▶ _Goal of the exercise_
Please rewrite every line of the entries below as a JSON list of strings, one string per line, with blank lines left out.

▶ _Position annotation entries_
————————
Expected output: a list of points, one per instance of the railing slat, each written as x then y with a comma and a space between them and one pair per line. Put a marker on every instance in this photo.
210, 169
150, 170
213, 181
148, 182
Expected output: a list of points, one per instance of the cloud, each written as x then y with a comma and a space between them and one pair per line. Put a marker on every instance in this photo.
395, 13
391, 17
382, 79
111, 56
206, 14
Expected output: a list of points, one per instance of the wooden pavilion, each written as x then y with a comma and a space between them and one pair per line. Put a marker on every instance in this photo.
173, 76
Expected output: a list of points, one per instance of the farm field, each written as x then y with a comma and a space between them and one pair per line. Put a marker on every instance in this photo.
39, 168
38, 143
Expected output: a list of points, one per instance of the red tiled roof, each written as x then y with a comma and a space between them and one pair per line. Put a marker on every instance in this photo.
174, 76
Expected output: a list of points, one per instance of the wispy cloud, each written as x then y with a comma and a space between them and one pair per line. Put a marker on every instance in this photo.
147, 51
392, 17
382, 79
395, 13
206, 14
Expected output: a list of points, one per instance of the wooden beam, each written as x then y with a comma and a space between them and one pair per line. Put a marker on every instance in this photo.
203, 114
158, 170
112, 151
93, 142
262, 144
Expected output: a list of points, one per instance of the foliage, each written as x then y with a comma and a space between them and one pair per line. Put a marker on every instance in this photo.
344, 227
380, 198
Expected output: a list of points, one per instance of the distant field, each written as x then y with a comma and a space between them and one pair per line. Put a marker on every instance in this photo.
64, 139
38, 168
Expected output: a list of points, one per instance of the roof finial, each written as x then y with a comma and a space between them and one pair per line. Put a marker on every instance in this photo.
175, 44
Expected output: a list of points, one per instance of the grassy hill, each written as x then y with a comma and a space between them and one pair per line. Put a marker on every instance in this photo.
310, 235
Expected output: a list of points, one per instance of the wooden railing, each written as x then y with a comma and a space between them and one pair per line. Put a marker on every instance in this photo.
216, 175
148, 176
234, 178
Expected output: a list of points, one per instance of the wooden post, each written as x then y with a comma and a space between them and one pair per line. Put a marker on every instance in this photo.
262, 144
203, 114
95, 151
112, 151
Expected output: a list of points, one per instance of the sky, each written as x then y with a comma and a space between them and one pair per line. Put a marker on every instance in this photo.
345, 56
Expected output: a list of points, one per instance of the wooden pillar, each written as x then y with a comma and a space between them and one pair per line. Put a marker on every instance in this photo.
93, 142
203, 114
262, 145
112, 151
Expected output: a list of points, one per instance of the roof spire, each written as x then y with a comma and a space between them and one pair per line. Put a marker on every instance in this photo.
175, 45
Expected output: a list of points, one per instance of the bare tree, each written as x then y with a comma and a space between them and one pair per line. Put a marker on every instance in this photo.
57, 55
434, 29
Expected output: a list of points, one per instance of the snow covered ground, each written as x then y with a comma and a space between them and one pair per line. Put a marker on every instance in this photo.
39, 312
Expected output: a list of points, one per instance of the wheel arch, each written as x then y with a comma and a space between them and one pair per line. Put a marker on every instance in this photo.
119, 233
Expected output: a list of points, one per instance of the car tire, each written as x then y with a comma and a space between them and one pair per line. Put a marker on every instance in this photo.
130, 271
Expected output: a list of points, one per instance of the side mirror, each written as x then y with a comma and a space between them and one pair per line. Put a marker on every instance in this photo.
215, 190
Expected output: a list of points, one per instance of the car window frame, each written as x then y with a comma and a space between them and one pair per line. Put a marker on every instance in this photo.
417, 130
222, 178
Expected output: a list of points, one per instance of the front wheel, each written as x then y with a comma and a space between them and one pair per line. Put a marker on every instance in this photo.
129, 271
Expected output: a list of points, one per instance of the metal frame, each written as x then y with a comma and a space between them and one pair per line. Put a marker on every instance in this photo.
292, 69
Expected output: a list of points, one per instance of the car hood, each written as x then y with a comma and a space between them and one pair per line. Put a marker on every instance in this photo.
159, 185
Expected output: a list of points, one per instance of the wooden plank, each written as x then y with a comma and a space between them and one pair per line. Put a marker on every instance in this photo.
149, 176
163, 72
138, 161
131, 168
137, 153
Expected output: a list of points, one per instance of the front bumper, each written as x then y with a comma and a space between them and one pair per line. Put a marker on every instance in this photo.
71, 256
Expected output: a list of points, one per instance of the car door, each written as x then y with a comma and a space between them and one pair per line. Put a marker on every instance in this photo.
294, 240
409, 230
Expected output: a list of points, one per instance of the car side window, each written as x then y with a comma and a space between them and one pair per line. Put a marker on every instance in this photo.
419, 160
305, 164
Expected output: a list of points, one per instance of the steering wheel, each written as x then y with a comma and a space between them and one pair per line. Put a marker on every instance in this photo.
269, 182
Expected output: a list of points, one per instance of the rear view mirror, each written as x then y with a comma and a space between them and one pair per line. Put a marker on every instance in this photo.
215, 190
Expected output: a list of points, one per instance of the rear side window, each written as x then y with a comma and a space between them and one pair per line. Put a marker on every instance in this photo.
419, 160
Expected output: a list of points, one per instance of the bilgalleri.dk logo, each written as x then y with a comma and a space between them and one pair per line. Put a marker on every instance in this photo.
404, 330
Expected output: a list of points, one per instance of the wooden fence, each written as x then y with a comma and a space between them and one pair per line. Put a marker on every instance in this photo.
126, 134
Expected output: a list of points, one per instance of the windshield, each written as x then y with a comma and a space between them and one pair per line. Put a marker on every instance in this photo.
————————
▶ _Answer to the exercise_
[
  "Expected output: a list of points, one per instance of the railing slat, each written as x then y with a comma and a space between them and one pair per line. Put a marker on every instance in this photo.",
  "210, 169",
  "150, 170",
  "213, 181",
  "148, 182",
  "Expected output: a list of points, one per instance of the cloud, each written as x then y with a comma and a space between them and one pair per line. Put a marker on every instance in this photo.",
  "395, 13",
  "391, 17",
  "382, 79",
  "111, 56",
  "206, 14",
  "Expected output: a list of points, one per instance of the wooden pavilion, each written as x then y with a comma and a space between them and one pair per line. Put a marker on every instance in this photo.",
  "173, 76",
  "Expected output: a list of points, one per instance of the farm field, each written as x then y with a comma and a space between them and one pair per line. Put a marker on every instance in this photo.",
  "39, 168",
  "38, 143",
  "Expected output: a list of points, one per instance of the red tiled roof, each written as x then y with a comma and a space between them and one pair per line. Put a marker on every instance in this photo.",
  "174, 76",
  "Expected output: a list of points, one per instance of the wispy cloud, each written as x then y with a comma and a space between them and one pair per line. Put a marker on every instance in this photo.",
  "147, 51",
  "392, 17",
  "382, 79",
  "395, 13",
  "206, 14",
  "Expected output: a list of points, one per instance of the wooden beam, each written as x then y with a comma and a space between them and one pair per line. Put a marker on every instance in this photo.",
  "203, 114",
  "158, 170",
  "112, 151",
  "93, 142",
  "262, 144",
  "Expected output: a list of points, one per instance of the foliage, each written as x then y with a comma and a space between them and one pair per line. Put a marker on every instance in this photo.",
  "344, 227",
  "380, 198",
  "Expected output: a list of points, one per instance of the distant field, each written as x then y with a comma and a space between them and one pair per line. Put a marker on every instance in this photo.",
  "64, 139",
  "38, 168",
  "Expected output: a list of points, one per instance of the roof finial, each written as x then y with a comma and a space between them and one pair per line. Put a marker on every instance in this photo.",
  "175, 44",
  "Expected output: a list of points, one per instance of the grassy hill, each written as x then y with a comma and a space between them and one pair per line. Put a marker on every instance in this photo.",
  "310, 235",
  "Expected output: a list of points, one per instance of the wooden railing, each written as x then y with a comma and a space between them and one pair per line. Put a marker on every instance in this photo.",
  "216, 175",
  "148, 176",
  "234, 178",
  "Expected output: a list of points, one per instance of the wooden post, each written as x then y with a comma and a space between them and one pair per line. Put a marker on every instance in this photo.",
  "262, 144",
  "203, 114",
  "95, 151",
  "112, 151",
  "Expected output: a list of points, one per instance of the sky, each written as x then y with a comma and a space between them and one pair per line. Put a marker on every instance in this photo.",
  "345, 56",
  "Expected output: a list of points, one per instance of the wooden pillar, each written as x then y with a comma and a space between them and one pair per line. Put a marker on every instance in this photo.",
  "93, 142",
  "203, 114",
  "262, 145",
  "112, 151",
  "Expected output: a list of points, one per instance of the roof spire, each written as x then y with a comma and a space between them and one pair per line. Put a marker on every instance in this photo.",
  "175, 45",
  "Expected output: a list of points, one per instance of the bare tree, each written as x then y with a comma and a space between them and one pair per line. Put a marker on every instance in this photo.",
  "57, 55",
  "434, 29",
  "Expected output: a list of points, one per instance of the snow covered ground, each written as x then y with a comma and a space between them and one pair per line. Put a marker on every instance in this photo.",
  "39, 312",
  "Expected output: a list of points, one per instance of the wheel arch, each written as x then y with a comma and a space between them and one pair per line. Put a marker on every instance in this photo.",
  "119, 233",
  "Expected output: a list of points, one per instance of the car tire, each written as x then y with a comma and a space between them and one pair per line. Put a marker on every instance in this photo.",
  "130, 271",
  "Expected output: a list of points, one per instance of the side mirror, each written as x then y with a comma and a space between them and one pair per line. Put a marker on every instance in this photo.",
  "215, 190",
  "Expected output: a list of points, one per instance of the car window frame, each written as x then y with a comma and a space between them and one pair per line. Put a marker on every instance in this photo.",
  "417, 130",
  "222, 178",
  "Expected output: a list of points, one per instance of the front wheel, each written as x then y with a comma and a space between them and one pair per line. Put a marker on every instance in this photo.",
  "129, 271",
  "Expected output: a list of points, one per instance of the metal frame, each written as x then y with a comma and a space between them and one pair per line. Put a marker on every instance in this photo.",
  "292, 69",
  "Expected output: a list of points, one per instance of the car hood, each written as x then y with a comma and a space between them and one pair per line. Put a marker on every instance in this photo.",
  "159, 185",
  "Expected output: a list of points, one per instance of the wooden plank, each written as x then y with a comma and a space between them and one pair per line. Put a marker on every instance in this photo.",
  "149, 176",
  "163, 72",
  "138, 161",
  "131, 168",
  "137, 153",
  "Expected output: a list of points, one per instance of the front bumper, each written as x then y with a comma and a space between them and one pair per line. Put a marker on every instance in this photo.",
  "71, 256",
  "Expected output: a list of points, one per instance of the car door, each written as x then y with a comma and a space between them and one pair per line. Put a marker on every instance in this photo.",
  "294, 240",
  "409, 230",
  "Expected output: a list of points, one per instance of the car side window, each written as x then y with a comma and a space between them and one pair per line. Put a marker on every instance in this photo.",
  "419, 160",
  "305, 164",
  "Expected output: a list of points, one per instance of the steering wheel, each written as x then y with a comma and a space between them and one pair per line. Put a marker on every instance in this photo.",
  "269, 182",
  "Expected output: a list of points, one per instance of the rear view mirror, each written as x then y with a comma and a space between them and one pair per line. Put a marker on every instance in this photo.",
  "215, 190",
  "Expected output: a list of points, one per instance of the rear side window, each written as x then y with a comma and a space between them and one pair per line. Put a marker on every instance in this photo.",
  "419, 160",
  "Expected output: a list of points, one per instance of the bilgalleri.dk logo, each written as x then y with a comma and a space between them and one pair per line. Put a marker on every instance in this photo.",
  "404, 330",
  "Expected output: a list of points, one per instance of the wooden fence, each written as x then y with a comma and a space between them and one pair per line. Put a marker on every instance in this photo.",
  "126, 134",
  "Expected output: a list of points, one per instance of the windshield, each written as x then y with a comma and a space between them and one pair per line. Put a marker on every instance in this photo."
]